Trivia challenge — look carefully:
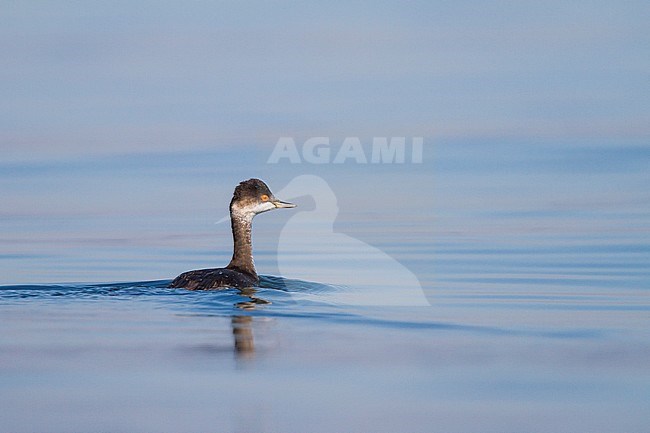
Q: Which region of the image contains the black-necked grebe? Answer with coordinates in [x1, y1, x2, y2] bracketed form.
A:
[171, 179, 296, 290]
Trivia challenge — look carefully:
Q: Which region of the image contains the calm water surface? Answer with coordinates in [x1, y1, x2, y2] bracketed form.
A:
[0, 144, 650, 433]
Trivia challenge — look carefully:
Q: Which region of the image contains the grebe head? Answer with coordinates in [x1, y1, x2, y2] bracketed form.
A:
[230, 179, 296, 219]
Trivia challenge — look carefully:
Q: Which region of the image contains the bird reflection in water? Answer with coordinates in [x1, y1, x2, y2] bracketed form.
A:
[231, 287, 271, 359]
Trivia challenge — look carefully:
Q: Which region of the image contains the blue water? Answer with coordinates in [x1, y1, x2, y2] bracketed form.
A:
[0, 143, 650, 433]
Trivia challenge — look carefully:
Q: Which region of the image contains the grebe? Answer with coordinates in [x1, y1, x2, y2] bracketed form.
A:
[170, 179, 296, 290]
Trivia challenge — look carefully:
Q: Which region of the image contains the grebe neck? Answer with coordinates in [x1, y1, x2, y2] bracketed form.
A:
[227, 209, 257, 277]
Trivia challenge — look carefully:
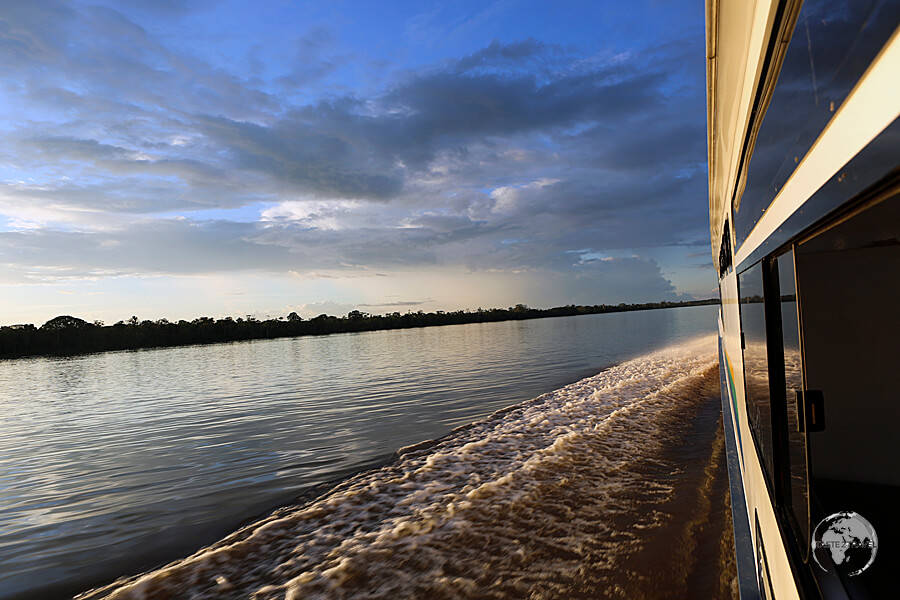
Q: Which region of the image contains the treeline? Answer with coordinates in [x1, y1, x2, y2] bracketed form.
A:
[0, 300, 718, 358]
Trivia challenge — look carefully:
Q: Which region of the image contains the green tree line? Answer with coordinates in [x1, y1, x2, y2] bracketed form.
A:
[0, 299, 718, 358]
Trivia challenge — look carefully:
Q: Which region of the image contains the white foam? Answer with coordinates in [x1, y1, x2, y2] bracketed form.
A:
[82, 338, 717, 598]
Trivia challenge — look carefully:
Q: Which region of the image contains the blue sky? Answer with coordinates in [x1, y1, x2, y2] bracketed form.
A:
[0, 0, 715, 324]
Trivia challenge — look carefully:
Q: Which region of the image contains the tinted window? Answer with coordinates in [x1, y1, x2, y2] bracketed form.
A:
[738, 263, 775, 489]
[777, 251, 809, 550]
[734, 0, 900, 248]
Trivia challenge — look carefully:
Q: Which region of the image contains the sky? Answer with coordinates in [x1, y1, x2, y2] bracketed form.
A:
[0, 0, 716, 325]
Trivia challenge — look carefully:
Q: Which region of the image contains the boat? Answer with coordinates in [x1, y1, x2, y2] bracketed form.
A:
[706, 0, 900, 599]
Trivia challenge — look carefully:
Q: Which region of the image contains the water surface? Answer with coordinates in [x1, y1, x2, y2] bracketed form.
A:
[0, 306, 716, 598]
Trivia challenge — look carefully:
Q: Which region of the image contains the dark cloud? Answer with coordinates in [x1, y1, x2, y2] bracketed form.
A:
[0, 3, 707, 306]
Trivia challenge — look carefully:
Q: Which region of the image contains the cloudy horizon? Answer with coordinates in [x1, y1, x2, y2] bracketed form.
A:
[0, 0, 715, 324]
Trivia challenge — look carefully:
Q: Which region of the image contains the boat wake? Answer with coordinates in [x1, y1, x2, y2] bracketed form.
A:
[80, 338, 729, 600]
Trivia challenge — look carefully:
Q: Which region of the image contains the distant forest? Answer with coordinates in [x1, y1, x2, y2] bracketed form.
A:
[0, 299, 719, 358]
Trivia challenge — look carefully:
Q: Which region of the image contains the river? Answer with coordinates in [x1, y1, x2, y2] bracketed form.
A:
[0, 306, 722, 599]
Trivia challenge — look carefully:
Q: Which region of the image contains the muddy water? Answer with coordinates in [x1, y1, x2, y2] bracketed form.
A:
[84, 338, 734, 599]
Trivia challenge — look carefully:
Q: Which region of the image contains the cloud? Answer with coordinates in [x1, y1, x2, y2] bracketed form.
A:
[0, 7, 707, 306]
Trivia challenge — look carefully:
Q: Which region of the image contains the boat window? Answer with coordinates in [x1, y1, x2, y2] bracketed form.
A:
[733, 0, 900, 248]
[775, 250, 809, 557]
[738, 263, 775, 490]
[796, 188, 900, 597]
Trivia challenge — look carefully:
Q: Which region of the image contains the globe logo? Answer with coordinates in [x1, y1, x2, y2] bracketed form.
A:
[812, 511, 878, 577]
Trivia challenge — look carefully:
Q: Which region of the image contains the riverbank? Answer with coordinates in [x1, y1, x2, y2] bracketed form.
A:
[0, 299, 719, 359]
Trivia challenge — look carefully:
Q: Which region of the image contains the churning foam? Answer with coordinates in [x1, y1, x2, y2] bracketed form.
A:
[86, 338, 717, 599]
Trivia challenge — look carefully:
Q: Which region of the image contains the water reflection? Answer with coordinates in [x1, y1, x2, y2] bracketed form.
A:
[0, 306, 717, 598]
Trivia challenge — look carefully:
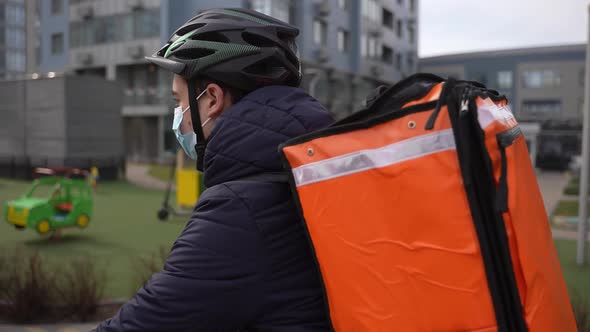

====

Count the lines in the items above that contain the word "boat", matching case exactly, and reply with the number alone.

• _Result_
3